(Rows from a dataset)
•••••

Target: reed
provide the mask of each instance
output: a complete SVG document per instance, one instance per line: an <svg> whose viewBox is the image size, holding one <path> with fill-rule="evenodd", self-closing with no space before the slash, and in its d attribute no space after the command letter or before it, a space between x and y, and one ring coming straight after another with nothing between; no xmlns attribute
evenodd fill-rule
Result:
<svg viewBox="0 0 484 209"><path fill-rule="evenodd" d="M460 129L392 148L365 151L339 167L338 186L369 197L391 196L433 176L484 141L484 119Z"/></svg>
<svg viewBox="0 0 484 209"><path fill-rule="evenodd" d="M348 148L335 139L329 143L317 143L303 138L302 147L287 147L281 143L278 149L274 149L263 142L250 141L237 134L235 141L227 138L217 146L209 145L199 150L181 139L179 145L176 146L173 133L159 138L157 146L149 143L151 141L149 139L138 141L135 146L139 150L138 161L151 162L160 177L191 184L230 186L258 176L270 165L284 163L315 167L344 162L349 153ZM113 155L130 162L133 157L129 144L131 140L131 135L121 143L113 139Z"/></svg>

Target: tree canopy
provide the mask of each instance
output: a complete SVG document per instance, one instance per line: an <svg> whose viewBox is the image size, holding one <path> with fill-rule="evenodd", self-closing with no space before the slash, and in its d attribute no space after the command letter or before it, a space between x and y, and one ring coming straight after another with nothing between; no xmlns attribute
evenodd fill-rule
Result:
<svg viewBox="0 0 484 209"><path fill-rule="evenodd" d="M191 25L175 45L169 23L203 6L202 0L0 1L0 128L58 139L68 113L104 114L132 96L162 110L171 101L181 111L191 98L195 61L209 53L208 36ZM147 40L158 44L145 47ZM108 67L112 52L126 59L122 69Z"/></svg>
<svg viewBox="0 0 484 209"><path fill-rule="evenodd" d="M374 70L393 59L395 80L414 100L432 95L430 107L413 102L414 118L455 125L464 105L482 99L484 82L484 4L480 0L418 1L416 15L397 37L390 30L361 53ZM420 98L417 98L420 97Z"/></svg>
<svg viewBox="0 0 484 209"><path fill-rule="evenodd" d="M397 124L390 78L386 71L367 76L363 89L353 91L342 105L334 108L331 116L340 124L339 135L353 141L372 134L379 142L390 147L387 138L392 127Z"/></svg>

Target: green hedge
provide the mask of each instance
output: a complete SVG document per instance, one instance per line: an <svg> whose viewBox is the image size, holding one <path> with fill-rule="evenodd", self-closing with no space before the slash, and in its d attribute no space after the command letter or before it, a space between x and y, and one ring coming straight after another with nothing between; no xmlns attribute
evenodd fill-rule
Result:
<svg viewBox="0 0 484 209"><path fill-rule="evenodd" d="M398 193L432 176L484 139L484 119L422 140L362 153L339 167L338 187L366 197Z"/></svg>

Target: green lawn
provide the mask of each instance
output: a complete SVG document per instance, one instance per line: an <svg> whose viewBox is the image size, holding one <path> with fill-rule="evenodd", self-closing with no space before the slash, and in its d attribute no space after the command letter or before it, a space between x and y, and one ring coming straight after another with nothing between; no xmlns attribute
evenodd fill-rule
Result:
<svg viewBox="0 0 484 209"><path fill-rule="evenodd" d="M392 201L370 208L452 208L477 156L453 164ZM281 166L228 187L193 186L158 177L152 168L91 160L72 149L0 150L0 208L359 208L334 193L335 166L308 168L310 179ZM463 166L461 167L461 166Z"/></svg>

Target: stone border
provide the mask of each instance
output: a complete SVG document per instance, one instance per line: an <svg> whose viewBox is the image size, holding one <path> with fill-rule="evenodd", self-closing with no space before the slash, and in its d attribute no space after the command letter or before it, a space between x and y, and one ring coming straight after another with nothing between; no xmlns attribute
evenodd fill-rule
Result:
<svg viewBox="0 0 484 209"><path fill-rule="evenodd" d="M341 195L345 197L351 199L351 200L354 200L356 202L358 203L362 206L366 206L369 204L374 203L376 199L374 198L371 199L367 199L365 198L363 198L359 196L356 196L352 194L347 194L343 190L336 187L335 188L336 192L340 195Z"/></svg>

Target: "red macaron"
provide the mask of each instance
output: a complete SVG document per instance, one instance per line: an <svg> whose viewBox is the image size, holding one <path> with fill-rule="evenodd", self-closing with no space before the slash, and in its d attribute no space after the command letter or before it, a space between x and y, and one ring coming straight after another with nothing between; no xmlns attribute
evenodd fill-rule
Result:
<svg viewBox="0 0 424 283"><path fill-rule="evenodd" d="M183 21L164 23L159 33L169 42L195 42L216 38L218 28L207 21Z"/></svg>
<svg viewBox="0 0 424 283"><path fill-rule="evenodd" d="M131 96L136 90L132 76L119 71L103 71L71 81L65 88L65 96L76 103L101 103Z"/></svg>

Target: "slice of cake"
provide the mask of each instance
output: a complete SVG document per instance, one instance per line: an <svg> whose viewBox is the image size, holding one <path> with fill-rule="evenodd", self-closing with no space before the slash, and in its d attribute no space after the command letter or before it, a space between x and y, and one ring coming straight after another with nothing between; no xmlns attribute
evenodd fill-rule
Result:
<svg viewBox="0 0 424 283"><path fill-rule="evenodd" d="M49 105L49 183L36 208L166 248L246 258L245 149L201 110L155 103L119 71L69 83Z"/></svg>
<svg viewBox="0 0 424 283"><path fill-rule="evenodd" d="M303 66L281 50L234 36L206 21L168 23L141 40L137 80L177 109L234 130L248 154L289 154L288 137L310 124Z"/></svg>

•••••

#### [Stated task]
Render the lines of the entries, from the line containing "Target: green hedge" through the line containing "193L432 176L484 139L484", as a Markdown table with the columns Number and Entry line, omitting any blank lines.

#### [Solution to the exercise]
| Number | Entry line |
|---|---|
| 1 | Target: green hedge |
| 2 | provide the mask of each instance |
| 3 | output: a complete SVG document per instance, one instance per line: an <svg> whose viewBox is the image size, holding one <path> with fill-rule="evenodd", self-closing with no space before the slash, and in its d attribute no space after the command letter or before it, a space between x and y, and one ring coming straight after another with nothing between; no xmlns attribute |
| 4 | evenodd fill-rule |
| 5 | Result: |
| 6 | <svg viewBox="0 0 484 209"><path fill-rule="evenodd" d="M398 193L432 176L484 139L484 119L422 140L362 153L339 167L338 187L366 197Z"/></svg> |